STATED PROBLEM. Transcribe each record exactly. Include every one.

STORED DATA.
- - -

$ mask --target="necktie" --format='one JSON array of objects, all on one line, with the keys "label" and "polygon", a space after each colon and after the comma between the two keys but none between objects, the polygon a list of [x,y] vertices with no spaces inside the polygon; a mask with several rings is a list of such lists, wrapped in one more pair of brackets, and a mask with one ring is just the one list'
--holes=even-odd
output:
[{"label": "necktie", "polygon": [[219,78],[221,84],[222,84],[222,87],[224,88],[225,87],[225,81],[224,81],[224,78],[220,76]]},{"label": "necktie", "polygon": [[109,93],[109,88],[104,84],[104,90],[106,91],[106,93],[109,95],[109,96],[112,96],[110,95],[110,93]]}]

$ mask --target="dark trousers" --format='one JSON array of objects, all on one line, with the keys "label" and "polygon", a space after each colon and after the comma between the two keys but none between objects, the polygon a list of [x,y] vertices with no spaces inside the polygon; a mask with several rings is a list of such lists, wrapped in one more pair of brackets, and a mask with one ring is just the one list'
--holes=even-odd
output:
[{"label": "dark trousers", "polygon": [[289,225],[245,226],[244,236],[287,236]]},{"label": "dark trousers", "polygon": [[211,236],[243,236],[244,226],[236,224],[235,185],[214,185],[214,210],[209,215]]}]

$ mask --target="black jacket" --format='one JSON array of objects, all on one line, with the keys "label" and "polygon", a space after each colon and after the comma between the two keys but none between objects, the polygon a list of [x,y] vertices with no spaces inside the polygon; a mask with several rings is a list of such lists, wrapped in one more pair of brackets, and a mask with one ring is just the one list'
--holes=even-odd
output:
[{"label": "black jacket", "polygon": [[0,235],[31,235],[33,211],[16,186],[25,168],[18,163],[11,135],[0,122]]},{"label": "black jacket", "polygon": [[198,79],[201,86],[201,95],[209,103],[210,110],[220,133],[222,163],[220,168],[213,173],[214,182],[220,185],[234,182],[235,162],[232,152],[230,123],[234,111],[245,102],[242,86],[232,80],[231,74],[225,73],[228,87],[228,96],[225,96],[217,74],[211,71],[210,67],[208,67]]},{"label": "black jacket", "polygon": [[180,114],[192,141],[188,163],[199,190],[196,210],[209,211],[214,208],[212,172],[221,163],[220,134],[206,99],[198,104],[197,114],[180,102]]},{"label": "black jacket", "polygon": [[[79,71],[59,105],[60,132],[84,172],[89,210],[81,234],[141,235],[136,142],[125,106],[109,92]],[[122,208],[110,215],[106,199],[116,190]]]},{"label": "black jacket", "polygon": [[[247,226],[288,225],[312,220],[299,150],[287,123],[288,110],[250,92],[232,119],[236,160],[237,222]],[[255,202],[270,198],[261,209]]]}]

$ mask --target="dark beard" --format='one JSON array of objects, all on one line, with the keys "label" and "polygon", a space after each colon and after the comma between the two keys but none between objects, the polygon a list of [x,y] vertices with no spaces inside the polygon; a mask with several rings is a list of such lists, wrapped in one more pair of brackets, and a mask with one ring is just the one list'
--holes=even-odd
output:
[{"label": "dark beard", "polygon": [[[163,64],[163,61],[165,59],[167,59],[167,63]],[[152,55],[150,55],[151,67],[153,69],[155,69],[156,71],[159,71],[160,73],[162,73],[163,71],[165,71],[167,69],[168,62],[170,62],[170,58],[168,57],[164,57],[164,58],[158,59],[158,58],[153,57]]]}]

- - -

WRITTEN ANSWER.
$ mask --target="necktie" --format='one JSON array of objects, all on one line, with the keys "label" and "polygon", a space after each colon and after the comma between the two keys but none between objects, the polygon a list of [x,y] vertices with no spaces inside the polygon; a mask with several rings is a list of such lists, wrapped in one more pair of brackets, and a mask with one ring is just the one list'
--holes=even-odd
output:
[{"label": "necktie", "polygon": [[219,78],[221,84],[222,84],[222,87],[224,88],[225,87],[225,81],[224,81],[224,78],[220,76]]},{"label": "necktie", "polygon": [[109,93],[109,88],[104,84],[104,90],[106,91],[106,93],[109,95],[109,96],[112,96],[110,95],[110,93]]}]

$ mask --target="dark trousers" --format='one JSON array of objects, all on one line, with the keys "label" and "polygon", a space after each colon and after the comma between the two keys but none between objects, the polygon a list of [x,y] vertices with no spaces inside the polygon; a mask with several rings is a list of such lists, wrapped in one more pair of brackets, and a mask with one ring is just the one list'
--holes=even-odd
output:
[{"label": "dark trousers", "polygon": [[289,225],[245,226],[244,236],[287,236]]},{"label": "dark trousers", "polygon": [[211,236],[243,236],[244,226],[236,224],[235,185],[214,185],[214,210],[209,215]]}]

$ mask --target="black jacket" --format='one JSON array of objects, all on one line, with the keys "label" and "polygon", a space after each colon and after the comma between the two keys but none between objects, the polygon a list of [x,y] vertices with no spaces inside the polygon; a mask with several rings is a list of such lists, wrapped in one more pair of brackets, and a mask with one ring is just the one list'
--holes=even-odd
output:
[{"label": "black jacket", "polygon": [[0,235],[31,235],[33,211],[16,186],[25,168],[18,163],[11,135],[0,122]]},{"label": "black jacket", "polygon": [[198,79],[201,86],[201,95],[209,103],[210,110],[220,133],[222,163],[220,168],[213,173],[214,182],[220,185],[234,182],[235,162],[232,152],[230,123],[234,111],[245,102],[242,86],[232,80],[231,74],[225,73],[228,87],[228,96],[225,96],[217,74],[211,71],[210,67],[208,67]]},{"label": "black jacket", "polygon": [[180,114],[192,141],[188,163],[199,190],[196,210],[209,211],[214,208],[212,172],[221,163],[220,134],[206,99],[198,104],[197,114],[180,102]]},{"label": "black jacket", "polygon": [[[79,71],[59,105],[60,132],[84,172],[89,210],[81,234],[141,235],[136,142],[125,106],[109,92]],[[122,208],[110,215],[106,199],[116,190]]]},{"label": "black jacket", "polygon": [[[247,226],[288,225],[312,220],[299,150],[287,123],[288,110],[250,92],[232,119],[236,160],[237,222]],[[255,202],[270,198],[261,209]]]}]

$ mask --target="dark beard" --format='one JSON array of objects, all on one line, with the keys "label" and "polygon", a space after each colon and after the comma between the two keys but none between objects, the polygon a list of [x,y] vertices with no spaces inside the polygon; a mask with several rings is a list of such lists, wrapped in one more pair of brackets, and a mask with one ring is just the one list'
--holes=even-odd
output:
[{"label": "dark beard", "polygon": [[[163,64],[163,61],[165,59],[167,59],[167,63]],[[152,55],[150,55],[151,67],[153,69],[155,69],[156,71],[159,71],[160,73],[162,73],[163,71],[165,71],[167,69],[168,62],[170,62],[170,58],[168,57],[164,57],[164,58],[158,59],[158,58],[153,57]]]}]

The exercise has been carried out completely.